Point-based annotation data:

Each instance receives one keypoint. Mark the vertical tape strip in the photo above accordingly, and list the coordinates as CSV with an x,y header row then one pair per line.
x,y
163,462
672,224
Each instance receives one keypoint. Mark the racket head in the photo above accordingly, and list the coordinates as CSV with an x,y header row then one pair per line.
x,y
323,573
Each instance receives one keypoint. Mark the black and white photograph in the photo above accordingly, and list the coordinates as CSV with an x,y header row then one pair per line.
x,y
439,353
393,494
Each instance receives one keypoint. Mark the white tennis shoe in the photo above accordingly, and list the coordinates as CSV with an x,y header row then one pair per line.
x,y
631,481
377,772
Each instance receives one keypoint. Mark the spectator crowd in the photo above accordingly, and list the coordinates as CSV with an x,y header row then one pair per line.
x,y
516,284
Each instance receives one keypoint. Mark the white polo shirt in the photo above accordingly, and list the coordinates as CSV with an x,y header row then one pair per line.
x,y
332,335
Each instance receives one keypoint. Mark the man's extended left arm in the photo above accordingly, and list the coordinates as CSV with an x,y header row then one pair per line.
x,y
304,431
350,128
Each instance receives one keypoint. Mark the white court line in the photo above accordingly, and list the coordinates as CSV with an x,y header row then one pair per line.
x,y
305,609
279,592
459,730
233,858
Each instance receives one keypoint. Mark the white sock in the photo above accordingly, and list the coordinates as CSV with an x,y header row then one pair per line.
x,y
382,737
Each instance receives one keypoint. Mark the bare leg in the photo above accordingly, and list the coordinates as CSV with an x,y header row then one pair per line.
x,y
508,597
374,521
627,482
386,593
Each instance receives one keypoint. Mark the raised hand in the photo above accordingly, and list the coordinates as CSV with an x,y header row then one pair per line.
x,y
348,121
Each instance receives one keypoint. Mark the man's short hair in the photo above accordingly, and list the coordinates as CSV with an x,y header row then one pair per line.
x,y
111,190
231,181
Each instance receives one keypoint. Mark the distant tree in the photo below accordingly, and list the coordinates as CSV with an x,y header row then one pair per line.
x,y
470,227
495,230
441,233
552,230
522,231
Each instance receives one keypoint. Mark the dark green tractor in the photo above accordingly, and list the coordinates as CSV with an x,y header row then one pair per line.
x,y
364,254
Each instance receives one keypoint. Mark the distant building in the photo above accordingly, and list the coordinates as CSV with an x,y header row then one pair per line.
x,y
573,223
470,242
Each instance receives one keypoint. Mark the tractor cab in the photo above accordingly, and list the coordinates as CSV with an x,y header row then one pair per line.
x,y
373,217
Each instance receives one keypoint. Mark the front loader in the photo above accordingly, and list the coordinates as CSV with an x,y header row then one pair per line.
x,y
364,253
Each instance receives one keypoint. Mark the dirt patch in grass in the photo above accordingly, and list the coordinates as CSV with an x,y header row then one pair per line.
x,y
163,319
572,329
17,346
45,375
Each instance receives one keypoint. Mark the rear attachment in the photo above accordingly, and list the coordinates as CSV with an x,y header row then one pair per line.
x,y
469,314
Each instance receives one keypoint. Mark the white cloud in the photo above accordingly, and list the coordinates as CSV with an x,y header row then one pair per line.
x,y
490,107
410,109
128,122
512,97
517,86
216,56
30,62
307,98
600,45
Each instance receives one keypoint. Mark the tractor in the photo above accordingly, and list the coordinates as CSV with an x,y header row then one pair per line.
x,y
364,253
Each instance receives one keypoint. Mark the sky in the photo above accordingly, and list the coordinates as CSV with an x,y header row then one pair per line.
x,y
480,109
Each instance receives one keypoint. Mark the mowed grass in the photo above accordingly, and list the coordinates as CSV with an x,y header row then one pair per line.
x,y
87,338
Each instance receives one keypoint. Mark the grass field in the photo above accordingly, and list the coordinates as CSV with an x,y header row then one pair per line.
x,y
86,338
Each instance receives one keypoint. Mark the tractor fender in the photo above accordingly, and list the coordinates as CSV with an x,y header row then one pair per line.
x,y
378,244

Exercise prompt:
Repeat exactly, and only, the lines from the line containing "Each instance receives one keypoint. Mark the tractor in" through the last line of the records above, both included.

Expected output:
Each instance receives one keypoint. Mark the tractor in the photo above accordingly, and list the coordinates as CSV with an x,y header row then one pair per line.
x,y
364,253
Each instance receives one keypoint. Mark the sky in the photo above accordingly, and list the coordinates as CSV with an x,y header row then one pair per line.
x,y
480,109
Each instance receives one keypoint. Mark the mowed grass in the photo above accordingly, and list the coordinates as CSV with an x,y header row then one pair per line.
x,y
87,338
Each instance receives one keypoint. Mark the grass field in the photo above accordingly, and list the coordinates as CSV with an x,y header row then one pair per line.
x,y
86,338
Each instance receives one keypoint. Mark the tractor fender in the photo above accordingly, and list the coordinates as CSV with an x,y header row then one pair per line.
x,y
378,244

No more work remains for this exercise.